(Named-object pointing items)
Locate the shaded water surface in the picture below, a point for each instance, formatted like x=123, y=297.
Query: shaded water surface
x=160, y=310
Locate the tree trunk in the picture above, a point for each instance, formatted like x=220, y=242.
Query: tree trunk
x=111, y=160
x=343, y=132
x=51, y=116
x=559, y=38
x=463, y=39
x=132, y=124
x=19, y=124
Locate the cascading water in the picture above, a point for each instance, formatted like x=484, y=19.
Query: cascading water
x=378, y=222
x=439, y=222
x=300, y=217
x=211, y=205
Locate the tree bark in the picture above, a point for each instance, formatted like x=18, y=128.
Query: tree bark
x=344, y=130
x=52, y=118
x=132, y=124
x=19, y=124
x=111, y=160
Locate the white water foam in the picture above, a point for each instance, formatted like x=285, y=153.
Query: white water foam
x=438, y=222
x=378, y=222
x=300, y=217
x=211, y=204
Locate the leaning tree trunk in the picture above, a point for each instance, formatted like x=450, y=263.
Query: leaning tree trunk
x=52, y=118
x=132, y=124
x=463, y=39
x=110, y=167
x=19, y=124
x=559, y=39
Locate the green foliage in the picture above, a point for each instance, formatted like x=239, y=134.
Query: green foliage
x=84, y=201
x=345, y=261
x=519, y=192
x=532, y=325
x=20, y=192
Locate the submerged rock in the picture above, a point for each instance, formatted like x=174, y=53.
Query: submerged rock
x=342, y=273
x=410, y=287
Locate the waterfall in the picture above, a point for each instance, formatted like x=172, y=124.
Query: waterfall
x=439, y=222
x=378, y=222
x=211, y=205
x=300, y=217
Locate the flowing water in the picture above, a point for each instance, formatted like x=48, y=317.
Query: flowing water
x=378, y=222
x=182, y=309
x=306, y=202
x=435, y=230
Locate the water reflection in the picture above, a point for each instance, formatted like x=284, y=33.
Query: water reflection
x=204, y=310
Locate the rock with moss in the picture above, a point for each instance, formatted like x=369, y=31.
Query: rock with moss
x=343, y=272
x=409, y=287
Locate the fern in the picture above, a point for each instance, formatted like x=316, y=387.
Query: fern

> **REQUIREMENTS**:
Extract, word for word, the lines of the items above, beginning at the line that contains "Locate the fern" and ending with the final line of the items.

> **THE ANSWER**:
Locate the fern in the picture above, a point for each instance, formatted like x=316, y=387.
Query: fern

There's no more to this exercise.